Pointing and labeling entries
***

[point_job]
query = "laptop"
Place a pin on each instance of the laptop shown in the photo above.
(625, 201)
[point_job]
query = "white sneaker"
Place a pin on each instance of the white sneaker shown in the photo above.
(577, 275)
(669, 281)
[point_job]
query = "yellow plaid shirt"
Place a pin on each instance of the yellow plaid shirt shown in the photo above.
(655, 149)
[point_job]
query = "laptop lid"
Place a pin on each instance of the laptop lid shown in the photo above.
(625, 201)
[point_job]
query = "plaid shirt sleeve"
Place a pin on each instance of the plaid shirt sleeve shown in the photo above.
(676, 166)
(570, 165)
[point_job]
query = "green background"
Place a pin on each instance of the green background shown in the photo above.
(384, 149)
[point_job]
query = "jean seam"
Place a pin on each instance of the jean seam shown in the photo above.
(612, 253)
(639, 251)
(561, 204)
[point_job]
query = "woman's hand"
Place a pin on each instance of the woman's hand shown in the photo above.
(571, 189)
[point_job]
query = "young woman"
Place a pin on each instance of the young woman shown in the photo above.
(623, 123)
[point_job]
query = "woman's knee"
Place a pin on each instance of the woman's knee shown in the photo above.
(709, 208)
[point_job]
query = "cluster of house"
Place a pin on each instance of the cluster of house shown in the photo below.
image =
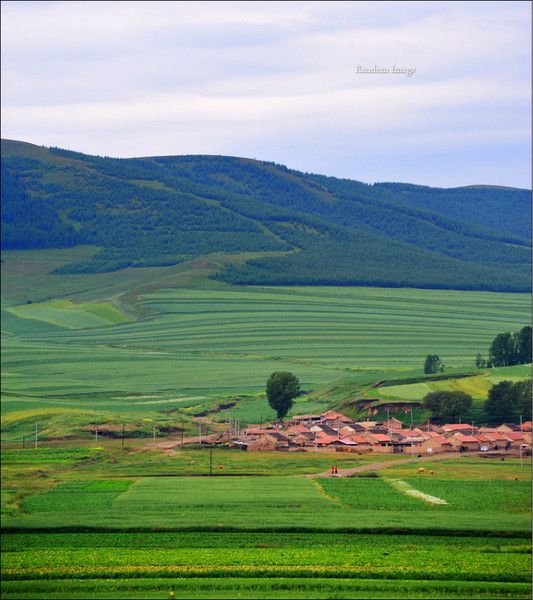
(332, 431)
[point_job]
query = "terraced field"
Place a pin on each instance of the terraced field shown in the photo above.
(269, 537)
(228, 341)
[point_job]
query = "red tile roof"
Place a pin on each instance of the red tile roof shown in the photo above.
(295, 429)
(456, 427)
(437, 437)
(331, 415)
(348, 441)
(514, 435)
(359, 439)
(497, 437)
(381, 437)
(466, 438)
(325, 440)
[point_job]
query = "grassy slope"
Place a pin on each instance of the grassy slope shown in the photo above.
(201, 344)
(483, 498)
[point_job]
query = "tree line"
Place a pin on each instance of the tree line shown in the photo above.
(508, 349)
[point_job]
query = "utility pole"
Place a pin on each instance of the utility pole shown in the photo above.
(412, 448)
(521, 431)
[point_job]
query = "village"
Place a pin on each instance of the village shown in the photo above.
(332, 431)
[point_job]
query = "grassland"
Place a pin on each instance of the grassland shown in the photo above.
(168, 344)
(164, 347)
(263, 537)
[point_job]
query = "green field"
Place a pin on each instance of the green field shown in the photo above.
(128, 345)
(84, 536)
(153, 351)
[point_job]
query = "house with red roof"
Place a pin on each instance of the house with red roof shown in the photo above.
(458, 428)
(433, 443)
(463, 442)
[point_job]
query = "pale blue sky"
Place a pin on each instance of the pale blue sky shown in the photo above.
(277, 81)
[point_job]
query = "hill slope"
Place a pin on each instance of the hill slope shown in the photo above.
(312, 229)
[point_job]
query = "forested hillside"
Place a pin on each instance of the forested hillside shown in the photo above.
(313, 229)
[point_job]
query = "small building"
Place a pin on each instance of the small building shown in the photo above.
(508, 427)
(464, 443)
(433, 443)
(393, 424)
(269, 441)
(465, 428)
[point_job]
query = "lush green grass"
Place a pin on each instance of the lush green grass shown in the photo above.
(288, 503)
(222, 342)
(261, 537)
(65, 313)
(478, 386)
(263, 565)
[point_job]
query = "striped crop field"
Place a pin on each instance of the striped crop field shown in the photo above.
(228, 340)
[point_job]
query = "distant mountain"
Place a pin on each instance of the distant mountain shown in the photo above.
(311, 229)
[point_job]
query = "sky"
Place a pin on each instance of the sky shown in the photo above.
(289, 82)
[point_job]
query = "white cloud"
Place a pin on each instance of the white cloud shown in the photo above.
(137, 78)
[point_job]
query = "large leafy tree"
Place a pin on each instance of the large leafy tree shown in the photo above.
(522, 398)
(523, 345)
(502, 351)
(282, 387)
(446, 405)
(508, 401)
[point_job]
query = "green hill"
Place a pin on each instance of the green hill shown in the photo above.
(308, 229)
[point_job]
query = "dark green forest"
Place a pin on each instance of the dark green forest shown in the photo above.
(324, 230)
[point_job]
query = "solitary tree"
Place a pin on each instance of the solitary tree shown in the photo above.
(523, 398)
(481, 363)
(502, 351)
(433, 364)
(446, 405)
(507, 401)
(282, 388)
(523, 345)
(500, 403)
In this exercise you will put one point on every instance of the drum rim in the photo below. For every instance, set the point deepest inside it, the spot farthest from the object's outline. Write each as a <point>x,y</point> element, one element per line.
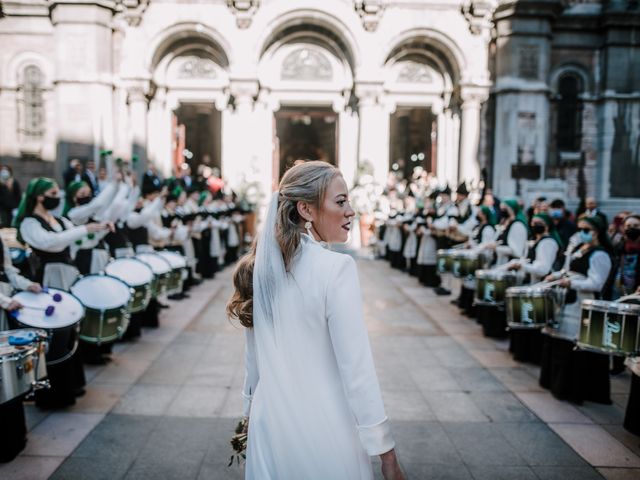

***

# [DIRECTION]
Pictures are excluded; repeat every record exactly.

# [PROBLEM SOLUTION]
[point_job]
query = "laptop"
Place a pin on each instance of the laptop shown in the photo above.
(625, 201)
[point_job]
query = "white sneaker"
Place a pin on each instance of the white sneaker shown in the photo above.
(577, 275)
(669, 281)
[point_job]
query = "yellow plaid shirt"
Place a pin on each instance of the yellow plaid shirt shown in the photo above.
(655, 149)
[point_job]
query = "laptop lid"
Place a pin on each instance of the laptop lid shown in the photo above.
(625, 201)
[point_job]
query = "plaid shirt sleeve"
Place a pin on each instance of the plaid shirt sleeve shown in the photo above.
(676, 166)
(570, 165)
[point_job]
query = "green background"
Place a pin on each instance of the green background shown in the photo above.
(384, 149)
[point_job]
query = "jean seam"
Place a pin on each instance of the jean seam shown in the photo above.
(612, 253)
(639, 251)
(561, 204)
[point_job]
query = "woman's hand"
Place a pin on each instance of the woman's hand shown in the photo above.
(571, 189)
[point_job]
query = "young woman"
Place a pin on each instance of the young woman shown in the photo above.
(623, 123)
[point_job]
query = "woman's knee"
Place a pin on each instance of the woman's knee shown in the photo above.
(709, 208)
[point_job]
query = "cluster of house"
Place a pin on each instance of the cluster of house shown in the photo below.
image =
(332, 431)
[point_job]
query = "terraced field"
Place a pin on each instance of the terraced field shown in the photo above.
(269, 537)
(228, 341)
[point_job]
query = "red tile roof"
Place a pin on each instance of the red tile roof shown in the photo above.
(295, 429)
(456, 427)
(437, 437)
(331, 415)
(348, 441)
(514, 435)
(359, 439)
(497, 437)
(381, 437)
(466, 438)
(325, 440)
[point_job]
query = "grassy slope"
Place a pin on each instance of the grassy slope shown in the photo above.
(201, 344)
(483, 498)
[point_job]
query = "tree line"
Place a pin on each instance of the tree line shown in the photo above.
(508, 349)
[point_job]
query = "utility pole"
Place a pin on each instance of the utility pole shown in the photo above.
(412, 448)
(521, 431)
[point_job]
query = "village"
Place a pin on each instance of the village shown in the photo above.
(332, 431)
[point_job]
query = "grassland"
Place a pin on each instance of the grassland shown in the photo above.
(168, 344)
(164, 347)
(263, 537)
[point_job]
query = "green field"
Place a pin on each instance of the green field shown in the photo above.
(128, 345)
(84, 536)
(153, 351)
[point_job]
query = "house with red roof"
Place a pin on each instance of the house with red roof shown in the photo above.
(458, 428)
(433, 443)
(463, 442)
[point_job]
query = "pale blue sky"
Place a pin on each instance of the pale blue sky shown in the photo above.
(277, 81)
[point_job]
query = "hill slope"
Place a pin on each instance of the hill slope shown in the photo above.
(312, 229)
[point_job]
query = "forested hillside"
Place a pin on each instance of the forested hillside shown in the photo above.
(313, 229)
[point_job]
query = "small building"
Place a pin on each instance of the small building shown in the photo above.
(508, 427)
(464, 443)
(433, 443)
(393, 424)
(269, 441)
(465, 428)
[point_job]
query = "lush green grass"
Place a pin on each instance of the lush green grass shown in the photo above.
(288, 503)
(222, 342)
(261, 537)
(65, 313)
(478, 386)
(263, 565)
[point_job]
query = "striped crop field"
Place a pin on each instance of the striped crop field shown in the photo above.
(228, 340)
[point_job]
query = "distant mountain"
Place a pin on each instance of the distant mountain shown in the photo above.
(311, 229)
[point_job]
query = "sky"
Place a pin on each instance of the sky shown in the photo above.
(289, 82)
[point_job]
query = "white cloud"
Place a pin on each instance of the white cloud shown in the photo above.
(137, 78)
[point_job]
query = "large leafy tree"
Place a pin on each instance of the large leafy tree shown in the photo above.
(522, 398)
(523, 345)
(502, 351)
(282, 387)
(446, 405)
(508, 401)
[point_job]
query = "green hill"
Place a pin on each instance of the green hill shown in the photo above.
(308, 229)
[point_job]
query = "dark green forest"
Place a pin on each instance of the dark green forest shown in the photo above.
(324, 230)
[point_job]
query = "solitary tree"
Place a pin on each instance of the solitary tree shown in the photo above.
(523, 398)
(481, 363)
(502, 351)
(433, 364)
(446, 405)
(507, 401)
(282, 388)
(523, 345)
(500, 403)
In this exercise you will put one point on every instance of the drum rim in the photo below. For every instance, set the point deepest inside it, the spot farthest from the object's outline. Write each as a <point>x,y</point> element, one element per line.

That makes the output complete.